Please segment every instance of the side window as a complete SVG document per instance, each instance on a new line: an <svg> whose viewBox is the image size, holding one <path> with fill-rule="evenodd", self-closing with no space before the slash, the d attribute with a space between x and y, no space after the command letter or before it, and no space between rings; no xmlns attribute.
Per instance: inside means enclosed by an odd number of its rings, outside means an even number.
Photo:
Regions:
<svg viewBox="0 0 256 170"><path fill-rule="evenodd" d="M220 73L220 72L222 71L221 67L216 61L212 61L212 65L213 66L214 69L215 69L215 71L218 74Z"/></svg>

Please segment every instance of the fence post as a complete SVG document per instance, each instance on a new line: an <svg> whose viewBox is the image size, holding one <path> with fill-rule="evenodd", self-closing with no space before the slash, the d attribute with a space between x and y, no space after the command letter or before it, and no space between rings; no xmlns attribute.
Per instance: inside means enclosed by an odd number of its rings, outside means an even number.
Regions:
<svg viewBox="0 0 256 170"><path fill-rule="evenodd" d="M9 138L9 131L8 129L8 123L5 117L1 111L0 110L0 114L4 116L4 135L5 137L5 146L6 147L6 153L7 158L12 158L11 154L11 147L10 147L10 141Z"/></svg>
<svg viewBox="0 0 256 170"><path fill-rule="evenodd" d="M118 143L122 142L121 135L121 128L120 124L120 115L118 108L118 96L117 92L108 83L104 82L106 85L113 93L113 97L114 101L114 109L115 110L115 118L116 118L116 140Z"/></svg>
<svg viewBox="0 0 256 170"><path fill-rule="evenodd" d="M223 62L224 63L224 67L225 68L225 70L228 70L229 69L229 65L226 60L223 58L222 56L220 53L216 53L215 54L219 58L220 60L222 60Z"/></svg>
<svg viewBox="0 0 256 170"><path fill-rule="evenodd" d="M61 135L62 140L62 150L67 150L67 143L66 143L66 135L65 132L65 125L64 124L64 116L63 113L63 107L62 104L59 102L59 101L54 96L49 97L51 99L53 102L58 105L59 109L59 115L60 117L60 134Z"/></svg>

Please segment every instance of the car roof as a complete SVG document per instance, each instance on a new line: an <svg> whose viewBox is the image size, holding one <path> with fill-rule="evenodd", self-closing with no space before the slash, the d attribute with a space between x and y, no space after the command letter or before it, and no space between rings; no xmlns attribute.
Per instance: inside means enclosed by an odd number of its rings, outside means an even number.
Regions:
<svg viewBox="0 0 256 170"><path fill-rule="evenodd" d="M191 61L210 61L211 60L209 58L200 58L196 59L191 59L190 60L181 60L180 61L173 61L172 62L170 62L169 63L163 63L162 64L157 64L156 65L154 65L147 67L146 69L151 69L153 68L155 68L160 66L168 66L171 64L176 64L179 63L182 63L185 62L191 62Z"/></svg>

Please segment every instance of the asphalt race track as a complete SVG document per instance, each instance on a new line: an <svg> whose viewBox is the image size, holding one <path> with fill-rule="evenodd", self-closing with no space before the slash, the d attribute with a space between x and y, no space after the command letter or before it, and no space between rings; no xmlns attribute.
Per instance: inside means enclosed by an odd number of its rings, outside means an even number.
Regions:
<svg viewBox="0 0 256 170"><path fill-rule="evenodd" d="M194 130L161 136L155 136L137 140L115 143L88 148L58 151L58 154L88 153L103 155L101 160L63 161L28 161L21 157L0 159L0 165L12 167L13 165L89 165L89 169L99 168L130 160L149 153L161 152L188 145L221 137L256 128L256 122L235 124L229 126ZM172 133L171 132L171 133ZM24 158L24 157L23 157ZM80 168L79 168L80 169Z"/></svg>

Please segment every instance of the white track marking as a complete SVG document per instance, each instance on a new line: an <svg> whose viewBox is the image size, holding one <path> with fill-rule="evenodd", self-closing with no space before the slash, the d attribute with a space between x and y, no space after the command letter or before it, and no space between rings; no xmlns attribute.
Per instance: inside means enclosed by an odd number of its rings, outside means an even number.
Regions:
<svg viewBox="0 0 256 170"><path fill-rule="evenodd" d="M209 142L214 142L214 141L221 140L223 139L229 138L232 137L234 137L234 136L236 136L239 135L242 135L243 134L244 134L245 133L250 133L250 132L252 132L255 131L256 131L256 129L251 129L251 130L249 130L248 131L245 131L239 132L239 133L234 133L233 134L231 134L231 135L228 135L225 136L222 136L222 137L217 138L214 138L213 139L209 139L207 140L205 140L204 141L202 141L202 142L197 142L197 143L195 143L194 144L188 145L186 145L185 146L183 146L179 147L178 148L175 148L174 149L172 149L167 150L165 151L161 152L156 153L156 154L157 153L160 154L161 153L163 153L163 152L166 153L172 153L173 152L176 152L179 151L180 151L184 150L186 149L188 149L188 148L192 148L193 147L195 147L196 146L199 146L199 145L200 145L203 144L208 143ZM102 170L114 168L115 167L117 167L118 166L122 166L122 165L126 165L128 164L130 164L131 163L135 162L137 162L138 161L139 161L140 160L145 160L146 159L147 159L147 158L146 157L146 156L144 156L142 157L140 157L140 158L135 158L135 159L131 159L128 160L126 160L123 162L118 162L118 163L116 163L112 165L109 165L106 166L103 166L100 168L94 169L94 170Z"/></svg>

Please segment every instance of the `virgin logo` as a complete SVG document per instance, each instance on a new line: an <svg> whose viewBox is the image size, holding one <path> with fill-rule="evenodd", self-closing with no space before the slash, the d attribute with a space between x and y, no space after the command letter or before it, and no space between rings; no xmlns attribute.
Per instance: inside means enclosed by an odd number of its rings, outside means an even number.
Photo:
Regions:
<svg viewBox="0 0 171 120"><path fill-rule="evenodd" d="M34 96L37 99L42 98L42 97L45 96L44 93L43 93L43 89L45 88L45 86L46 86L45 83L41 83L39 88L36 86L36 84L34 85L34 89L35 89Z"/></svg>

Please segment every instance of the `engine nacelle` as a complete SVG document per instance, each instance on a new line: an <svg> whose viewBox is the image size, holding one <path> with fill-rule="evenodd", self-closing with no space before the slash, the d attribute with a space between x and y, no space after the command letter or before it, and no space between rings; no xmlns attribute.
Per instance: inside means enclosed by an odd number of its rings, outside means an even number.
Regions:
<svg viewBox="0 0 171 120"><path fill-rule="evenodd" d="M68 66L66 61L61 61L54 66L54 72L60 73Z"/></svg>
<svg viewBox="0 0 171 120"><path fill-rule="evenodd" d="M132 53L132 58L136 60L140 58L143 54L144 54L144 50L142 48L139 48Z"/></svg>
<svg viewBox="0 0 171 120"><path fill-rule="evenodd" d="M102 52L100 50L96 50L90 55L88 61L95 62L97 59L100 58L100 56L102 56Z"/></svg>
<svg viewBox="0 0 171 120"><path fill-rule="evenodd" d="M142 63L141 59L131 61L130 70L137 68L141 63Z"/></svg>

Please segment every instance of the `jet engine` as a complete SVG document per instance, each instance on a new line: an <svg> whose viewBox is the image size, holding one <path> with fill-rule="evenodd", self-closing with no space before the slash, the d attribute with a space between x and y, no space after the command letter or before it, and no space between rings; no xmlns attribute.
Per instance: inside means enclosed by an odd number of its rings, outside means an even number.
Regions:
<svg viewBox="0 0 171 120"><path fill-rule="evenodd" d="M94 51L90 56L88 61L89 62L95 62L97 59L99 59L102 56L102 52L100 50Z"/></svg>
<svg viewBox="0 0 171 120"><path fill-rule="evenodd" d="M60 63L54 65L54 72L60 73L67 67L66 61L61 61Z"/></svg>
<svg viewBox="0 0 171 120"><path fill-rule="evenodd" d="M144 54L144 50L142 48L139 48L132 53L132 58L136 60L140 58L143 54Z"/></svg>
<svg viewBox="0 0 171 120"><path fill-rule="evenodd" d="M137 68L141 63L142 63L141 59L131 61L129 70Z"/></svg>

----

## Set task
Can you lay out every line of the records above as a JSON list of strings, one string per line, with blank lines left out?

## Complete response
[
  "Please segment every instance of the side window as a complete SVG document per instance, each instance on a new line: an <svg> whose viewBox is the image size, holding one <path> with fill-rule=\"evenodd\", self-closing with no space before the slash, the d attribute with a space between x and y, no space after the command letter or before it, and no space between rings; no xmlns attribute.",
  "Per instance: inside means enclosed by an odd number of its rings, outside means an even number.",
  "Photo:",
  "Regions:",
  "<svg viewBox=\"0 0 256 170\"><path fill-rule=\"evenodd\" d=\"M220 73L220 72L222 71L221 67L216 61L212 61L212 65L213 66L214 69L215 69L215 71L218 74Z\"/></svg>",
  "Please segment every instance of the fence post as a complete SVG document per instance, each instance on a new line: an <svg> whose viewBox is the image size, holding one <path> with fill-rule=\"evenodd\", self-closing with no space before the slash, the d attribute with a space between x and y, no space after the command letter or before it, and no space between rings; no xmlns attribute.",
  "Per instance: inside means enclosed by an odd number of its rings, outside means an even number.",
  "Regions:",
  "<svg viewBox=\"0 0 256 170\"><path fill-rule=\"evenodd\" d=\"M9 138L9 131L8 129L8 123L5 117L1 111L0 110L0 114L4 116L4 135L5 137L5 146L6 147L6 153L7 158L12 158L11 154L11 147L10 147L10 141Z\"/></svg>",
  "<svg viewBox=\"0 0 256 170\"><path fill-rule=\"evenodd\" d=\"M118 143L122 142L121 135L121 128L120 124L120 115L118 108L118 96L117 92L108 83L104 82L106 85L113 93L113 97L114 101L114 109L115 110L115 118L116 118L116 140Z\"/></svg>",
  "<svg viewBox=\"0 0 256 170\"><path fill-rule=\"evenodd\" d=\"M223 62L224 63L224 67L225 68L225 70L228 70L229 69L229 65L226 60L223 58L222 56L220 53L216 53L215 54L219 58L220 60L222 60Z\"/></svg>",
  "<svg viewBox=\"0 0 256 170\"><path fill-rule=\"evenodd\" d=\"M61 135L62 140L62 150L67 150L67 143L66 143L66 135L65 132L65 125L64 124L64 116L63 113L63 107L62 104L59 102L59 101L54 96L49 97L51 99L53 102L58 105L59 109L59 115L60 117L60 134Z\"/></svg>",
  "Please segment every instance of the car roof as a complete SVG document per instance, each instance on a new line: an <svg> whose viewBox is the image size, holding one <path> with fill-rule=\"evenodd\", self-closing with no space before the slash, the d attribute with a space between x and y, no space after the command letter or before it, and no space between rings; no xmlns attribute.",
  "Per instance: inside means enclosed by an odd number of its rings, outside means an even number.",
  "Regions:",
  "<svg viewBox=\"0 0 256 170\"><path fill-rule=\"evenodd\" d=\"M191 61L210 61L211 60L209 58L200 58L196 59L191 59L190 60L181 60L180 61L173 61L172 62L170 62L169 63L163 63L162 64L157 64L156 65L154 65L147 67L146 69L151 69L153 68L155 68L160 66L168 66L171 64L176 64L179 63L182 63L185 62L191 62Z\"/></svg>",
  "Please segment every instance of the asphalt race track as a complete SVG document per instance, each instance on a new line: an <svg> whose viewBox is the image size, holding one <path> with fill-rule=\"evenodd\", self-closing with no space before the slash, the d attribute with a space between x and y, no space after the command letter or before it, and no space between rings; no xmlns attribute.",
  "Per instance: inside means enclosed by an odd number of its rings, outside means an even number.",
  "Regions:",
  "<svg viewBox=\"0 0 256 170\"><path fill-rule=\"evenodd\" d=\"M194 130L161 136L155 136L137 140L115 143L88 148L58 151L58 154L88 153L103 155L101 160L63 161L28 161L21 157L0 159L0 165L12 167L13 165L89 165L89 169L99 168L130 160L149 153L161 152L188 145L221 137L256 128L256 122L235 124L229 126ZM172 133L171 132L171 133ZM24 158L24 157L23 157ZM80 168L79 168L80 169Z\"/></svg>",
  "Please segment every instance of the white track marking as a complete SVG document per instance, each instance on a new line: an <svg> whose viewBox is the image size, holding one <path> with fill-rule=\"evenodd\", self-closing with no space before the slash, the d attribute with a space between x and y, no space after the command letter or before it, and no space between rings; no xmlns attribute.",
  "Per instance: inside means enclosed by an odd number of its rings, outside means an even number.",
  "Regions:",
  "<svg viewBox=\"0 0 256 170\"><path fill-rule=\"evenodd\" d=\"M209 142L214 142L214 141L221 140L223 139L229 138L232 137L234 137L234 136L236 136L239 135L242 135L243 134L244 134L245 133L250 133L250 132L252 132L255 131L256 131L256 129L251 129L251 130L249 130L248 131L245 131L239 132L239 133L234 133L233 134L231 134L231 135L228 135L225 136L222 136L222 137L217 138L214 138L213 139L209 139L207 140L205 140L204 141L202 141L202 142L197 142L197 143L195 143L194 144L188 145L186 145L185 146L183 146L179 147L178 148L175 148L174 149L172 149L167 150L165 151L161 152L156 153L156 154L157 153L160 154L161 153L163 153L163 152L166 153L172 153L173 152L176 152L179 151L180 151L184 150L186 149L188 149L188 148L192 148L193 147L195 147L196 146L199 146L199 145L200 145L203 144L208 143ZM102 170L114 168L115 167L117 167L118 166L122 166L122 165L126 165L128 164L130 164L131 163L135 162L137 162L138 161L139 161L140 160L145 160L146 159L147 159L147 158L146 157L146 156L144 156L142 157L140 157L140 158L135 158L135 159L131 159L128 160L126 160L123 162L118 162L118 163L116 163L112 165L109 165L106 166L103 166L100 168L94 169L94 170Z\"/></svg>",
  "Please segment every instance of the `virgin logo` as a complete SVG document per instance, each instance on a new line: an <svg> whose viewBox is the image size, holding one <path> with fill-rule=\"evenodd\", self-closing with no space before the slash, the d attribute with a space between x and y, no space after the command letter or before it, and no space between rings; no xmlns attribute.",
  "Per instance: inside means enclosed by an odd number of its rings, outside means an even number.",
  "Photo:",
  "Regions:",
  "<svg viewBox=\"0 0 171 120\"><path fill-rule=\"evenodd\" d=\"M34 96L37 99L42 98L42 97L45 96L44 93L43 93L43 89L45 88L45 86L46 86L45 83L41 83L39 88L36 86L36 84L34 85L34 89L35 89Z\"/></svg>",
  "Please segment every instance of the `engine nacelle` as a complete SVG document per instance, each instance on a new line: an <svg> whose viewBox is the image size, holding one <path> with fill-rule=\"evenodd\", self-closing with no space before the slash, the d attribute with a space between x and y, no space after the command letter or before it, and no space between rings; no xmlns attribute.",
  "Per instance: inside means enclosed by an odd number of its rings, outside means an even number.",
  "Regions:",
  "<svg viewBox=\"0 0 171 120\"><path fill-rule=\"evenodd\" d=\"M68 66L66 61L61 61L54 66L54 72L60 73Z\"/></svg>",
  "<svg viewBox=\"0 0 171 120\"><path fill-rule=\"evenodd\" d=\"M132 53L132 58L136 60L140 58L143 54L144 54L144 50L142 48L139 48Z\"/></svg>",
  "<svg viewBox=\"0 0 171 120\"><path fill-rule=\"evenodd\" d=\"M102 52L100 50L96 50L90 55L88 61L95 62L97 59L100 58L100 56L102 56Z\"/></svg>",
  "<svg viewBox=\"0 0 171 120\"><path fill-rule=\"evenodd\" d=\"M142 63L141 59L131 61L130 70L137 68L141 63Z\"/></svg>",
  "Please segment every instance of the `jet engine` as a complete SVG document per instance, each instance on a new line: an <svg> whose viewBox is the image size, holding one <path> with fill-rule=\"evenodd\", self-closing with no space before the slash, the d attribute with a space between x and y, no space after the command letter or before it, and no space between rings; no xmlns attribute.",
  "Per instance: inside means enclosed by an odd number of its rings, outside means an even number.",
  "Regions:",
  "<svg viewBox=\"0 0 171 120\"><path fill-rule=\"evenodd\" d=\"M94 51L90 56L88 61L89 62L95 62L97 59L99 59L102 56L102 52L100 50Z\"/></svg>",
  "<svg viewBox=\"0 0 171 120\"><path fill-rule=\"evenodd\" d=\"M60 63L54 65L54 72L60 73L67 67L66 61L61 61Z\"/></svg>",
  "<svg viewBox=\"0 0 171 120\"><path fill-rule=\"evenodd\" d=\"M144 54L144 50L142 48L139 48L132 53L132 58L136 60L140 58L143 54Z\"/></svg>",
  "<svg viewBox=\"0 0 171 120\"><path fill-rule=\"evenodd\" d=\"M137 68L141 63L142 63L141 59L131 61L129 70Z\"/></svg>"
]